§ YOUR GOAL
Put the material below into a Markdown table with the columns Row and Line, starting at the line that contains "Expected behaviour: for each instance of the window" and stopping after the line that contains "Query: window frame". Number each line in the Row column and leave out blank lines.

§ PROVIDED ENTRIES

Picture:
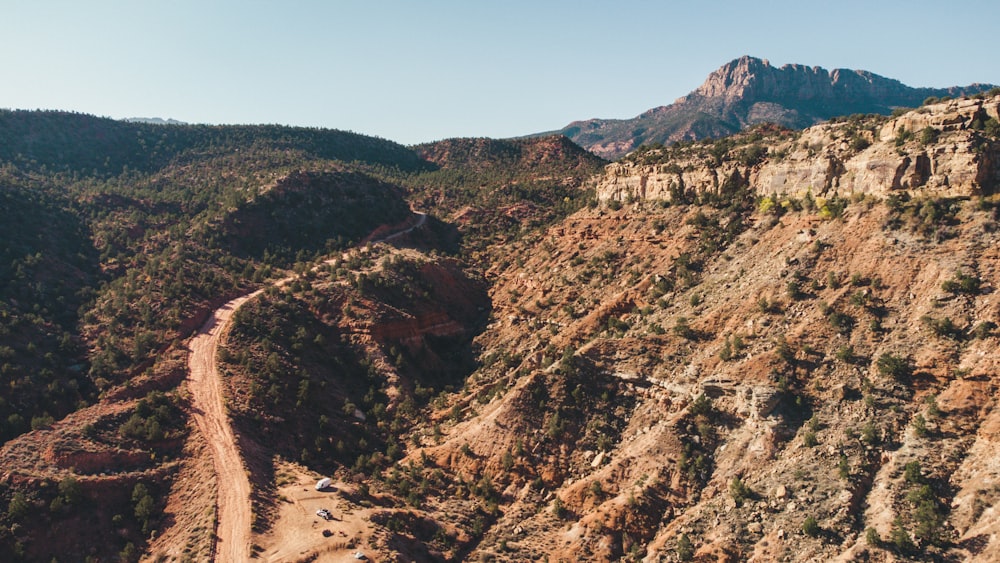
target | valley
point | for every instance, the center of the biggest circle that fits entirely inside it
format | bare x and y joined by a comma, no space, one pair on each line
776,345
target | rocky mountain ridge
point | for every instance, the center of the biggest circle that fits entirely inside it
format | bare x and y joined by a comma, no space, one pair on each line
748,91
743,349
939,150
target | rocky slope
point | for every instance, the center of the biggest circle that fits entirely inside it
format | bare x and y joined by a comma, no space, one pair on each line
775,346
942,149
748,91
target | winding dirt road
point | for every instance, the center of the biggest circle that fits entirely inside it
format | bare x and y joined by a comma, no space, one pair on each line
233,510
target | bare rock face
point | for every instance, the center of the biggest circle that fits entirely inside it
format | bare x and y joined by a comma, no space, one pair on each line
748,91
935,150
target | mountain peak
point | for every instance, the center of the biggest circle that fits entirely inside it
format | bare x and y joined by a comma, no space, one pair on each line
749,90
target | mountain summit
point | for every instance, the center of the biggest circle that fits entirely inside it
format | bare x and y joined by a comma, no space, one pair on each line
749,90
...
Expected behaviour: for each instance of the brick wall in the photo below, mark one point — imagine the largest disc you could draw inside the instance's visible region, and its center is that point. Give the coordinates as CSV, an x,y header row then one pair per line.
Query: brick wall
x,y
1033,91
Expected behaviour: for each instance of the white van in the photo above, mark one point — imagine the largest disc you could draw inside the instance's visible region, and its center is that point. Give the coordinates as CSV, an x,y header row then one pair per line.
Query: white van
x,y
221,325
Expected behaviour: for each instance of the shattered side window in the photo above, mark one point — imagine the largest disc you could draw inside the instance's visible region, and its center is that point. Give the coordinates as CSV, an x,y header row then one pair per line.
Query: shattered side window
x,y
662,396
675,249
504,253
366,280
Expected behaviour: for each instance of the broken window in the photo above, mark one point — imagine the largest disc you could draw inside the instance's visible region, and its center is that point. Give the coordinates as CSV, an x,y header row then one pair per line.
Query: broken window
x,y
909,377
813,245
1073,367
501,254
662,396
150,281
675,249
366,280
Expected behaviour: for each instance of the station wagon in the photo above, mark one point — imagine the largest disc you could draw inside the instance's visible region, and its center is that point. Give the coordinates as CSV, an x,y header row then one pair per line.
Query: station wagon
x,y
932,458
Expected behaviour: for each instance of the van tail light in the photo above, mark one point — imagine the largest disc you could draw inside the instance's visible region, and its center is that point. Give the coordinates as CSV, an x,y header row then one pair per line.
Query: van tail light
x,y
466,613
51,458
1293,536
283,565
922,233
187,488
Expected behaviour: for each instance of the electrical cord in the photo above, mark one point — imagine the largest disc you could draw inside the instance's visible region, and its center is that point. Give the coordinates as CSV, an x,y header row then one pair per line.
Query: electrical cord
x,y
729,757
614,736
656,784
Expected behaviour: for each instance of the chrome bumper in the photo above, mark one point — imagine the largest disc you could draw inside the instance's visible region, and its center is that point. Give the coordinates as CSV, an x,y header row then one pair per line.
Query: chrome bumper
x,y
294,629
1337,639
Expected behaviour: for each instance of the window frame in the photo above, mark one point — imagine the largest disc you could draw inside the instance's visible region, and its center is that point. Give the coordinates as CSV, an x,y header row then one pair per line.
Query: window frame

§ OUTPUT FOR THIS EXERCISE
| Row | Line |
|---|---|
| 1 | Expected behaviour: for each instance of the window frame in the photo above, mark one point — imagine the largest disc you could draw inside the instance's visible region, and its center is that point. Give the coordinates as CSV, an x,y header row then one pair per line. |
| 2 | Query: window frame |